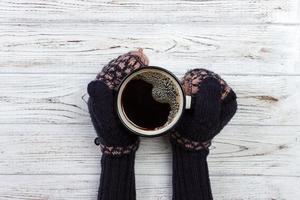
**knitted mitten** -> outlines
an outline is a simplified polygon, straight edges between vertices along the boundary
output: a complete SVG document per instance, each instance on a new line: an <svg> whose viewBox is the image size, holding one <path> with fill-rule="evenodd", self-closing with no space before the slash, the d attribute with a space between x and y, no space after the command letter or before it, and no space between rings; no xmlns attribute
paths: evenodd
<svg viewBox="0 0 300 200"><path fill-rule="evenodd" d="M211 200L208 147L235 114L236 95L217 74L205 69L188 71L182 85L194 101L171 133L173 199Z"/></svg>
<svg viewBox="0 0 300 200"><path fill-rule="evenodd" d="M139 138L123 127L114 107L116 88L133 70L148 64L142 50L110 61L88 85L88 108L100 145L101 179L98 200L134 200L134 159Z"/></svg>

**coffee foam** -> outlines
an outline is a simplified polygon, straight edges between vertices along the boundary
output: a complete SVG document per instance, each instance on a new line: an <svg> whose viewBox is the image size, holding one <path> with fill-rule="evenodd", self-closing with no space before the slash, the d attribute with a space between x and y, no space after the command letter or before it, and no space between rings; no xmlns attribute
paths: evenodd
<svg viewBox="0 0 300 200"><path fill-rule="evenodd" d="M140 79L153 85L152 97L160 103L168 103L170 105L171 111L164 126L171 123L179 111L179 91L174 81L162 73L151 71L143 72L134 77L134 79Z"/></svg>

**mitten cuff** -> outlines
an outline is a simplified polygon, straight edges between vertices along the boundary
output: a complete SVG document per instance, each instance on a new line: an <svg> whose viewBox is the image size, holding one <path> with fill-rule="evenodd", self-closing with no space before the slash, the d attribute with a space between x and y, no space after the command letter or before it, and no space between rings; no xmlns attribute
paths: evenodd
<svg viewBox="0 0 300 200"><path fill-rule="evenodd" d="M177 146L179 146L185 150L189 150L189 151L200 151L200 150L209 151L208 148L211 145L211 140L208 140L205 142L193 141L193 140L183 137L176 131L171 133L170 140L173 145L177 145Z"/></svg>
<svg viewBox="0 0 300 200"><path fill-rule="evenodd" d="M135 143L128 145L128 146L110 146L104 145L100 143L100 139L97 137L95 139L95 144L100 146L101 152L108 156L124 156L128 154L135 153L136 150L139 148L140 140L137 139Z"/></svg>
<svg viewBox="0 0 300 200"><path fill-rule="evenodd" d="M135 153L121 157L102 154L98 200L135 200Z"/></svg>
<svg viewBox="0 0 300 200"><path fill-rule="evenodd" d="M172 145L173 200L212 200L208 151L186 151Z"/></svg>

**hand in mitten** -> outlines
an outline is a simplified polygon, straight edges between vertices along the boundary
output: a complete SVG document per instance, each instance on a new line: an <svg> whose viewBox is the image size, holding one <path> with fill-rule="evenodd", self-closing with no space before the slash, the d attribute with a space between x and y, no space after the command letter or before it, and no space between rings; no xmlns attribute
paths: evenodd
<svg viewBox="0 0 300 200"><path fill-rule="evenodd" d="M217 74L204 69L187 72L182 86L194 101L171 133L173 199L210 200L208 147L235 114L236 95Z"/></svg>
<svg viewBox="0 0 300 200"><path fill-rule="evenodd" d="M102 150L98 200L134 200L134 158L139 138L123 127L114 107L116 88L133 70L148 65L142 50L110 61L88 85L88 108Z"/></svg>

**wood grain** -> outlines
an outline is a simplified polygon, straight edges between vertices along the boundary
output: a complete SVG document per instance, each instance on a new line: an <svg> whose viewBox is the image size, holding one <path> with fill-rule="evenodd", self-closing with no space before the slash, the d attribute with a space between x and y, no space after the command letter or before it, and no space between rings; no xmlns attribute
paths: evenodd
<svg viewBox="0 0 300 200"><path fill-rule="evenodd" d="M99 177L93 175L0 176L2 200L94 200ZM137 199L169 200L171 177L137 176ZM300 195L299 177L211 177L215 199L296 200ZM30 184L28 184L30 183ZM242 183L242 184L241 184ZM289 184L286 184L289 183Z"/></svg>
<svg viewBox="0 0 300 200"><path fill-rule="evenodd" d="M96 73L143 47L176 73L300 75L300 27L211 24L0 24L0 73Z"/></svg>
<svg viewBox="0 0 300 200"><path fill-rule="evenodd" d="M181 74L177 74L178 77ZM2 74L0 123L90 124L86 87L94 74ZM239 109L232 124L300 125L299 76L233 76Z"/></svg>
<svg viewBox="0 0 300 200"><path fill-rule="evenodd" d="M297 0L2 0L0 23L299 23Z"/></svg>
<svg viewBox="0 0 300 200"><path fill-rule="evenodd" d="M99 147L91 125L1 125L0 174L99 175ZM209 156L213 176L300 177L300 127L229 126ZM171 175L168 137L142 138L137 175Z"/></svg>
<svg viewBox="0 0 300 200"><path fill-rule="evenodd" d="M0 199L96 199L86 85L143 47L178 77L222 75L239 110L211 147L215 199L300 196L300 1L1 0ZM137 199L169 200L168 137L143 138Z"/></svg>

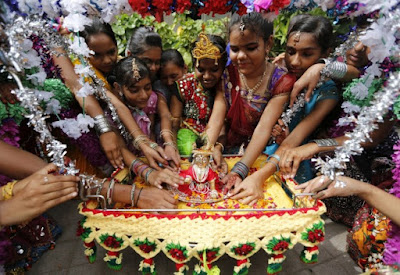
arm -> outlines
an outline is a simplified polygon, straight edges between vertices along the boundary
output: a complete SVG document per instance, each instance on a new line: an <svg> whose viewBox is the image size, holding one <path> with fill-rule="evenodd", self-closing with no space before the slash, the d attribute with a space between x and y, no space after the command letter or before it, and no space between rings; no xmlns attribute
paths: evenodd
<svg viewBox="0 0 400 275"><path fill-rule="evenodd" d="M118 116L121 118L122 123L125 125L127 131L130 133L132 138L135 139L138 136L145 135L142 129L140 129L139 125L136 123L136 120L133 118L129 108L113 93L107 91L107 96L110 98L111 103L117 109ZM157 150L151 148L146 142L142 142L139 145L139 148L146 156L147 160L150 163L150 166L154 169L160 169L157 162L163 163L163 165L168 165L168 163L162 157L164 152L158 152Z"/></svg>
<svg viewBox="0 0 400 275"><path fill-rule="evenodd" d="M365 200L372 207L377 208L384 215L389 217L395 224L400 226L400 199L383 191L382 189L362 181L358 181L349 177L339 176L337 180L344 182L346 185L343 188L336 188L333 181L329 184L329 180L324 176L319 176L304 184L296 186L296 189L304 189L304 192L318 192L314 197L325 199L334 196L350 196L357 195ZM322 191L326 184L329 184L327 189Z"/></svg>
<svg viewBox="0 0 400 275"><path fill-rule="evenodd" d="M76 197L79 177L52 175L54 171L56 166L49 164L15 183L13 196L6 201L0 198L0 225L33 219L47 209Z"/></svg>
<svg viewBox="0 0 400 275"><path fill-rule="evenodd" d="M23 179L46 166L46 162L38 156L1 140L0 152L0 173L13 179Z"/></svg>
<svg viewBox="0 0 400 275"><path fill-rule="evenodd" d="M370 134L372 141L367 141L361 144L364 148L373 148L376 147L379 143L381 143L390 133L390 130L395 125L396 120L391 120L390 118L386 118L383 123L378 125L378 129L373 131ZM334 138L337 142L337 146L342 146L346 140L349 138L346 136L341 136ZM321 146L319 147L315 142L310 142L304 144L302 146L292 148L291 150L286 151L284 157L281 158L280 166L286 166L287 170L291 170L291 174L296 174L297 169L299 168L300 162L305 159L310 159L314 155L322 152L333 151L337 146ZM286 162L287 160L292 160L292 162ZM291 167L290 167L291 164Z"/></svg>
<svg viewBox="0 0 400 275"><path fill-rule="evenodd" d="M165 159L172 160L175 166L179 167L180 156L172 132L171 113L169 112L167 102L163 97L158 97L157 110L161 119L160 133L162 133L161 137L163 138L165 145Z"/></svg>
<svg viewBox="0 0 400 275"><path fill-rule="evenodd" d="M318 84L321 77L321 71L325 68L325 64L314 64L296 81L293 86L292 92L290 93L290 104L292 107L293 103L296 101L297 96L303 89L306 89L306 101L310 100L313 90ZM351 66L347 65L347 72L342 79L337 79L341 82L349 82L360 75L360 71Z"/></svg>
<svg viewBox="0 0 400 275"><path fill-rule="evenodd" d="M180 127L180 122L183 113L183 103L176 97L171 96L171 116L172 116L172 132L175 137Z"/></svg>
<svg viewBox="0 0 400 275"><path fill-rule="evenodd" d="M272 98L268 102L261 116L261 119L258 122L256 129L254 130L253 136L250 140L250 144L247 147L241 159L241 162L247 167L251 167L251 165L254 163L254 161L257 159L257 157L261 154L261 152L265 148L265 145L267 144L269 138L271 137L272 128L274 127L278 118L281 116L283 112L283 106L287 102L288 97L289 97L288 95L280 95ZM236 173L230 172L227 176L225 176L222 179L222 182L227 183L225 190L229 190L230 188L232 188L233 185L235 185L233 194L239 193L240 190L244 191L234 196L233 197L234 199L247 197L250 196L251 194L257 194L256 197L258 199L259 196L261 195L259 190L257 192L254 192L255 190L253 189L253 186L247 183L245 185L239 184L241 182L241 179L236 175L237 175ZM236 177L237 179L232 180L231 178L233 177ZM252 190L249 190L248 188L251 188Z"/></svg>
<svg viewBox="0 0 400 275"><path fill-rule="evenodd" d="M57 52L65 53L61 48L56 49ZM77 92L82 87L78 81L78 76L75 74L74 66L71 60L67 56L53 55L54 64L61 68L61 77L65 81L65 85L71 90L75 95L76 100L79 104L85 108L85 111L91 116L96 117L98 115L104 115L103 110L99 102L93 95L89 95L85 98L78 97ZM121 148L118 146L118 136L114 132L106 132L100 135L100 143L103 147L107 158L110 160L111 164L117 167L123 167L123 160L121 155Z"/></svg>
<svg viewBox="0 0 400 275"><path fill-rule="evenodd" d="M212 145L217 141L221 133L222 126L224 125L227 106L223 91L217 91L214 99L214 106L211 112L210 119L206 127L206 134L208 142Z"/></svg>

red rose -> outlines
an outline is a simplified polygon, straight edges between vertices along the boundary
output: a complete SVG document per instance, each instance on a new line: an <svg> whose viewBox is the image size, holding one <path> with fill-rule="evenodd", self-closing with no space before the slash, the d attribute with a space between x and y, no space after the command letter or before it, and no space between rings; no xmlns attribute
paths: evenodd
<svg viewBox="0 0 400 275"><path fill-rule="evenodd" d="M207 251L206 256L207 256L207 261L211 262L215 258L217 258L217 251Z"/></svg>
<svg viewBox="0 0 400 275"><path fill-rule="evenodd" d="M107 239L104 241L104 245L111 248L121 247L121 244L113 236L108 236Z"/></svg>
<svg viewBox="0 0 400 275"><path fill-rule="evenodd" d="M371 231L372 229L374 229L374 225L373 225L373 224L368 224L368 225L367 225L367 229L368 229L369 231Z"/></svg>
<svg viewBox="0 0 400 275"><path fill-rule="evenodd" d="M140 250L142 250L144 253L149 253L154 250L154 245L148 245L148 244L141 244L139 245Z"/></svg>
<svg viewBox="0 0 400 275"><path fill-rule="evenodd" d="M308 231L308 241L314 242L322 242L324 240L324 232L320 229L315 229L314 231Z"/></svg>
<svg viewBox="0 0 400 275"><path fill-rule="evenodd" d="M286 241L280 241L279 243L277 243L272 250L273 251L284 251L286 249L288 249L289 244Z"/></svg>
<svg viewBox="0 0 400 275"><path fill-rule="evenodd" d="M371 241L375 241L375 236L374 235L369 235L369 239L371 240Z"/></svg>
<svg viewBox="0 0 400 275"><path fill-rule="evenodd" d="M169 253L171 254L172 258L177 259L178 261L183 261L186 259L183 251L180 249L172 248Z"/></svg>

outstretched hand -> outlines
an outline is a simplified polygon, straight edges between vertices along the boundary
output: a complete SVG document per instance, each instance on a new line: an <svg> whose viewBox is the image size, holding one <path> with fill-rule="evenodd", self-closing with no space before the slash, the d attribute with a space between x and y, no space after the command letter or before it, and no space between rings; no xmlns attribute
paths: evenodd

> **Task objective**:
Where a line of the entries contains "mitten", report that line.

> **Solution for this exercise**:
**knitted mitten** -> outlines
**mitten cuff** -> outlines
**hand in mitten** -> outlines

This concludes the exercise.